- _WORK INSTRUCTION_:
Output the listing exactly, without its pictures.

- _INPUT DATA_:

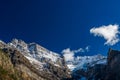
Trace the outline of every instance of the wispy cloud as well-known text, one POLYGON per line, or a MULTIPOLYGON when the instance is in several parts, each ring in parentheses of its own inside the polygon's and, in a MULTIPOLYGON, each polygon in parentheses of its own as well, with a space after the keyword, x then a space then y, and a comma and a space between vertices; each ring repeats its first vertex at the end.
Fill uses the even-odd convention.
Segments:
POLYGON ((85 52, 85 50, 83 48, 79 48, 77 50, 73 50, 74 53, 78 53, 78 52, 85 52))
POLYGON ((64 49, 62 51, 63 56, 65 58, 65 61, 73 61, 74 60, 74 55, 75 53, 84 53, 84 52, 88 52, 90 49, 90 46, 86 46, 85 49, 83 48, 79 48, 77 50, 71 50, 70 48, 64 49))
POLYGON ((86 50, 87 52, 89 52, 90 46, 86 46, 85 50, 86 50))
POLYGON ((64 49, 62 51, 65 61, 73 61, 74 60, 74 52, 70 50, 70 48, 64 49))
POLYGON ((94 36, 103 37, 106 42, 105 45, 115 45, 120 41, 118 34, 119 32, 119 25, 107 25, 107 26, 100 26, 98 28, 93 27, 90 29, 90 33, 94 34, 94 36))

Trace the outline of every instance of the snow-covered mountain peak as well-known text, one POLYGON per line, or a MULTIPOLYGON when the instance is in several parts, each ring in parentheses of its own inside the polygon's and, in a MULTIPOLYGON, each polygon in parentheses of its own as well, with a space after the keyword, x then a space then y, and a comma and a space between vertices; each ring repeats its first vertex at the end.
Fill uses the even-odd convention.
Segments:
POLYGON ((29 44, 28 44, 28 49, 29 49, 30 51, 35 51, 36 53, 39 53, 39 52, 41 52, 41 51, 50 53, 49 50, 47 50, 46 48, 38 45, 37 43, 29 43, 29 44))
POLYGON ((30 60, 31 63, 37 65, 37 67, 42 68, 43 64, 47 65, 46 62, 50 62, 56 66, 62 65, 63 59, 59 54, 52 52, 37 43, 29 43, 13 39, 8 46, 16 48, 20 51, 26 58, 30 60), (39 65, 39 66, 38 66, 39 65))
POLYGON ((23 40, 21 39, 13 39, 11 42, 10 42, 12 45, 18 47, 18 46, 21 46, 21 47, 27 47, 27 43, 25 43, 23 40))

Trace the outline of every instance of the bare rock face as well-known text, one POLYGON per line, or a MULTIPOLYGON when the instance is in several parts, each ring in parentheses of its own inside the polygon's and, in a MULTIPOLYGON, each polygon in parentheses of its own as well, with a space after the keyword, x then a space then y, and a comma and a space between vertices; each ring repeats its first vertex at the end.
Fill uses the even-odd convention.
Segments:
POLYGON ((10 62, 10 66, 7 66, 7 63, 0 59, 4 64, 2 67, 4 68, 5 65, 12 67, 11 70, 15 72, 12 76, 17 77, 17 79, 4 80, 69 80, 71 78, 64 59, 36 43, 27 44, 22 40, 14 39, 8 44, 0 42, 0 49, 2 55, 7 55, 10 62))
POLYGON ((120 51, 109 49, 106 80, 120 79, 120 51))
POLYGON ((19 51, 8 48, 4 48, 2 51, 9 56, 22 80, 66 80, 70 78, 67 67, 57 67, 48 62, 48 69, 39 71, 19 51))
POLYGON ((18 75, 22 80, 45 80, 34 66, 31 65, 29 60, 27 60, 19 51, 10 48, 4 48, 2 51, 9 56, 14 69, 17 70, 18 75))

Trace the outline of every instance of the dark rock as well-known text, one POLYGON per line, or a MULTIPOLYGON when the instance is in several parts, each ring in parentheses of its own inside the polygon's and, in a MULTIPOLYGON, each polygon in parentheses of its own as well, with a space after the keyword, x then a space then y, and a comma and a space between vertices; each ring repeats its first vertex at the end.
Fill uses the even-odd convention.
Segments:
POLYGON ((87 71, 79 69, 73 72, 73 79, 86 77, 88 80, 120 80, 120 51, 109 49, 107 64, 96 64, 87 71))
POLYGON ((110 49, 108 52, 108 65, 106 80, 120 79, 120 51, 110 49))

- _ANSWER SPACE_:
Trace the outline of every instance of the wispy cloud as well-known text, one POLYGON per line, or a MULTIPOLYGON when the instance is in several parts, each ring in parentheses of its own inside the polygon's and, in a MULTIPOLYGON, each polygon in parentheses of its own as well, with a space after the keyword, x then a space then y, and a comma and a space between vertices; each ring repeats its first vertex at the end.
Fill uses the even-odd convention.
Segments:
POLYGON ((85 52, 85 50, 83 48, 79 48, 77 50, 73 50, 74 53, 78 53, 78 52, 85 52))
POLYGON ((64 49, 62 51, 63 56, 65 58, 65 61, 73 61, 74 60, 74 55, 75 53, 84 53, 84 52, 88 52, 90 49, 90 46, 86 46, 85 49, 83 48, 79 48, 77 50, 71 50, 70 48, 64 49))
POLYGON ((86 50, 87 52, 89 52, 90 46, 86 46, 85 50, 86 50))
POLYGON ((64 49, 62 51, 65 61, 73 61, 74 60, 74 52, 70 50, 70 48, 64 49))
POLYGON ((94 36, 103 37, 106 42, 105 45, 115 45, 120 41, 118 34, 119 32, 119 25, 107 25, 107 26, 100 26, 98 28, 93 27, 90 29, 90 33, 94 34, 94 36))

Trace the outline of every instance of the snow-covered mountain peak as well-known text, one POLYGON per line, or a MULTIPOLYGON when the instance is in several parts, each ring in parentheses of its own inside the polygon's and, in a MULTIPOLYGON, each polygon in parentheses of its own as well, with a space after the keyword, x then a space then y, and a comma and a space between vertices; each ring repeats its first vertex at the end.
Fill uses the even-odd convention.
Segments:
POLYGON ((29 44, 28 44, 28 49, 29 49, 30 51, 35 51, 36 53, 39 53, 39 52, 41 52, 41 51, 50 53, 49 50, 47 50, 46 48, 38 45, 37 43, 29 43, 29 44))
POLYGON ((30 60, 31 63, 37 65, 37 67, 42 68, 43 64, 47 65, 46 62, 50 62, 56 66, 62 65, 63 59, 59 54, 52 52, 37 43, 29 43, 13 39, 8 46, 16 48, 20 51, 26 58, 30 60), (39 65, 39 66, 38 66, 39 65))
POLYGON ((23 40, 21 39, 13 39, 11 42, 10 42, 12 45, 18 47, 18 46, 21 46, 21 47, 27 47, 27 43, 25 43, 23 40))

Trace the outline of every instance of the bare rock face as well-known text, one POLYGON per line, or a MULTIPOLYGON when the instance is in several parts, each ring in parentheses of its own inside the polygon's and, in a MULTIPOLYGON, each polygon in parentheses of its own as well, with a space after the keyword, x then a space then y, and a comma and a space between vertices; each ring repeats its first vertex at the end.
Fill uses the even-odd convention.
Segments:
POLYGON ((10 62, 10 66, 7 66, 7 63, 0 59, 4 64, 2 67, 4 68, 5 65, 12 67, 11 70, 15 72, 12 76, 17 77, 17 79, 4 80, 69 80, 71 78, 64 59, 36 43, 27 44, 22 40, 14 39, 8 44, 0 42, 0 49, 2 55, 7 55, 10 62))
POLYGON ((120 51, 109 49, 106 80, 120 79, 120 51))
POLYGON ((19 51, 8 48, 4 48, 2 51, 9 56, 22 80, 66 80, 70 78, 67 67, 57 67, 48 62, 48 69, 39 71, 19 51))
POLYGON ((18 75, 22 80, 45 80, 34 66, 31 65, 29 60, 27 60, 19 51, 10 48, 4 48, 2 51, 9 56, 14 69, 17 70, 18 75))

Trace the outline of every instance of the dark rock as well-known text, one POLYGON per line, or a MULTIPOLYGON when the instance is in several parts, each ring in parentheses of its own inside the polygon's and, in a MULTIPOLYGON, each polygon in parentheses of its own as well, with a space after the keyword, x then a space then y, and a comma and a space between vertices; each ring repeats its first vertex at the end.
Fill uses the even-odd convention.
Segments:
POLYGON ((87 71, 79 69, 73 72, 73 79, 86 77, 88 80, 120 80, 120 51, 109 49, 107 64, 96 64, 87 71))
POLYGON ((110 49, 108 52, 108 65, 106 80, 120 79, 120 51, 110 49))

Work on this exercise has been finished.